Skip to main content

IN RE: Richard and Elinor HUNTLEY. (2004)

Supreme Court of Vermont.

IN RE: Richard and Elinor HUNTLEY.

No. 03-369.

Decided: November 09, 2004



 ¶ 1. Richard and Elinor Huntley, owners of a five-acre gravel mine, appeal a declaratory ruling by the Environmental Board.   The Board determined that the Huntleys' mine and associated property remained subject to Act 250 jurisdiction even though the site had been fully reclaimed, and its former permit had expired.   We reverse and hold that, when a permit expires pursuant to 10 V.S.A. § 6090(b)(1), the land is no longer subject to Act 250 jurisdiction absent some activity to trigger the statute's application.

--- Material provided ---
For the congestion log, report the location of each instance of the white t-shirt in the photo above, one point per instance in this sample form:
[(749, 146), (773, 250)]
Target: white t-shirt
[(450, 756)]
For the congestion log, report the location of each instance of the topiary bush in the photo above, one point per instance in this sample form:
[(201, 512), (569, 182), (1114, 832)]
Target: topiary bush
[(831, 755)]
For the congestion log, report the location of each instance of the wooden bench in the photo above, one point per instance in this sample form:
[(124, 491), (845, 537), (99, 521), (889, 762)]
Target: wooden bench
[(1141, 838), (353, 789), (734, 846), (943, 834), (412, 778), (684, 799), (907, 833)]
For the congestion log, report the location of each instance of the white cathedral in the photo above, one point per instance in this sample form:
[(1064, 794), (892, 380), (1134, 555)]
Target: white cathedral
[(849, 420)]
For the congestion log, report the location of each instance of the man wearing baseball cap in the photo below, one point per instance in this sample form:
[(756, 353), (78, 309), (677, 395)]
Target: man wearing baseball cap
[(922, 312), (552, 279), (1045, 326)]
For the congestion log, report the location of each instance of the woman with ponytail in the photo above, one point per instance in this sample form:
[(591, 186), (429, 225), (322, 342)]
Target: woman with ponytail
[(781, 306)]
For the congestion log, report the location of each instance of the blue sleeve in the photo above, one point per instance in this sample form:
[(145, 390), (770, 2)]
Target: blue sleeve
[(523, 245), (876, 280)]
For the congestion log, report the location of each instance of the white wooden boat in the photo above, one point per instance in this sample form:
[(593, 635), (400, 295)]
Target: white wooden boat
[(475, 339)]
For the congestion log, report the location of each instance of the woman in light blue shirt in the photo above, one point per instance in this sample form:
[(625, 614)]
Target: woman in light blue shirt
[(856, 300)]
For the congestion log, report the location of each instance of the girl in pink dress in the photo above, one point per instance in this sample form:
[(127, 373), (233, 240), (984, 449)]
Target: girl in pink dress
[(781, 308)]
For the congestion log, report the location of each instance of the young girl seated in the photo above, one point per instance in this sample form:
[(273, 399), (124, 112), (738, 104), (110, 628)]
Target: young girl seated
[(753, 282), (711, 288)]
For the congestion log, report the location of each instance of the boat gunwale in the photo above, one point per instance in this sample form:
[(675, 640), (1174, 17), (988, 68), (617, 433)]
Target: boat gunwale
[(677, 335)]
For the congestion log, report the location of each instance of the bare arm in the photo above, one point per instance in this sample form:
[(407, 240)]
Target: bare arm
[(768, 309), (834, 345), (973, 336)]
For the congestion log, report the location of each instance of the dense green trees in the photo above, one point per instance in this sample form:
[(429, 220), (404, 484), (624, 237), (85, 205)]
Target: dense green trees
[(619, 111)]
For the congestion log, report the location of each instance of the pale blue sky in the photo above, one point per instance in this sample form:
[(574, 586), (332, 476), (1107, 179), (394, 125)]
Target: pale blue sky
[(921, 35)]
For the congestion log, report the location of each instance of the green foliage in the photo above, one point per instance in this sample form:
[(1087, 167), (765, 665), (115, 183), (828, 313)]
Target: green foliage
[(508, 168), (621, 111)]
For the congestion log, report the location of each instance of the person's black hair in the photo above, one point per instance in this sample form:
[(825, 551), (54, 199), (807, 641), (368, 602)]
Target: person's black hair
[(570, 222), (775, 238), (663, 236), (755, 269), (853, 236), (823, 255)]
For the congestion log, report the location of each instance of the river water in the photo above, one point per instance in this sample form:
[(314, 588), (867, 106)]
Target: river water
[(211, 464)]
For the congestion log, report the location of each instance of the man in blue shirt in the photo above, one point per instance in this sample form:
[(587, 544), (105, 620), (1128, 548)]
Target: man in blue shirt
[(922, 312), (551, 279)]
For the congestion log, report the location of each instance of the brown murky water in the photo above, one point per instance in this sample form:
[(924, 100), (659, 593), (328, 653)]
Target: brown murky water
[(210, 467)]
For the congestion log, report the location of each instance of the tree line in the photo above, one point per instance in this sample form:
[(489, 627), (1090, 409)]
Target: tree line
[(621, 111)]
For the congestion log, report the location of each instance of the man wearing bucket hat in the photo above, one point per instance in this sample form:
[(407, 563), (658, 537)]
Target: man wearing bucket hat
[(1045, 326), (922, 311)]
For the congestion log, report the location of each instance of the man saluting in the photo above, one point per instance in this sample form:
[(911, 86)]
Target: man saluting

--- Given task 1 ---
Sum up the Huntley opinion in two sentences.
--- Given task 2 ---
Please write the next part of the Huntley opinion, picking up after its last sentence.

--- Final result 1 ---
Richard and Elinor Huntley, owners of a five-acre gravel mine, appealed an Environmental Board ruling that their mine and associated property remained subject to Act 250 jurisdiction even though the site had been fully reclaimed and its former permit had expired. The Supreme Court of Vermont reversed, holding that when a permit expires under 10 V.S.A. § 6090(b)(1), the land is no longer subject to Act 250 jurisdiction unless some activity triggers the statute's application.

--- Final result 2 ---
¶ 2. In 1986, the Huntleys' predecessors in interest applied for an Act 250 permit, under § 6090(b)(1) (extraction of mineral resources), to extract gravel from a five-acre segment of their approximately 100-acre farm in Bethel.   They proposed a three-phase mining operation with detailed reclamation requirements to be completed at each phase.   The District 3 Environmental Commission approved the proposal contingent that it be “completed and maintained in conformance with all of the terms and conditions of that application, and of Land Use Permit # 3W0473.”   That permit obligated the applicant to “complete and maintain” the project only as approved by the district commission and permit conditions.   The commission found that, if the project was operated and reclaimed in accordance with the permit's conditions, it would “not result in undue harm to the environment and [would] result in an area suitable for continued agricultural use.”   The permit specified that the district environmental commission would “maintain[ ] continuing jurisdiction during the lifetime of the permit” and that the permit would expire on July 1, 1995, unless extended.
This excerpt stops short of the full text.